[Start of Supplied information]

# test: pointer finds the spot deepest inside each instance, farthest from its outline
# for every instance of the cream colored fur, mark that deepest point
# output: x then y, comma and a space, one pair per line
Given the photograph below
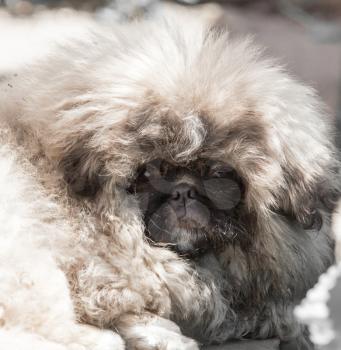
98, 104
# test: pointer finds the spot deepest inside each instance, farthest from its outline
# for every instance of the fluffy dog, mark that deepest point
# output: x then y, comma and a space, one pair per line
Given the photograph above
197, 177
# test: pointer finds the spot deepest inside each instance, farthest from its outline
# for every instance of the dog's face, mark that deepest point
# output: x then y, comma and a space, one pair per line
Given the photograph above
193, 207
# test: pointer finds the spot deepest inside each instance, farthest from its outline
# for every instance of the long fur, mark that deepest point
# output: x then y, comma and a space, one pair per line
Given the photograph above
109, 100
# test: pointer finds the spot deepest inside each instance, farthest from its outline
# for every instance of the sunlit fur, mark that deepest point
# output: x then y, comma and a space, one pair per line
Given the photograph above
107, 101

[End of Supplied information]

▶ [Task description] Without the pictures, copy the material exactly as given.

▶ [Response to the exercise]
# test: pointer finds the spot deepest inside each instance, farthest from its outline
# for every instance of the cream colored fur, mark that deepest point
# output: x then y, comma and a space, one pair per line
Given the photograph below
98, 104
# test: pointer finds the spot deepest inside each instance, farthest from its outline
# for every instance of the fluffy dog, mark that deepest point
# output: x then y, comma and a space, one pair per line
Given the photograph above
197, 177
# test: pointer finds the spot deepest inside each instance, farthest from its outline
# for every instance of the dog's face, mark that deepest point
# output: x then y, comma and a space, one pair per line
Given the photograph above
193, 207
# test: pointer finds the spot deepest inside each instance, farthest from its outline
# for every instance of the long fur, mark that deepest point
# output: x then y, comma and a space, one pair per line
Given the photograph above
109, 100
# test: pointer finds the spot deepest inside each instance, farthest from its outline
# for every instance of the sunlit fur, mark that deepest point
# output: x then y, comma and a space, one pair per line
Given the photograph above
107, 101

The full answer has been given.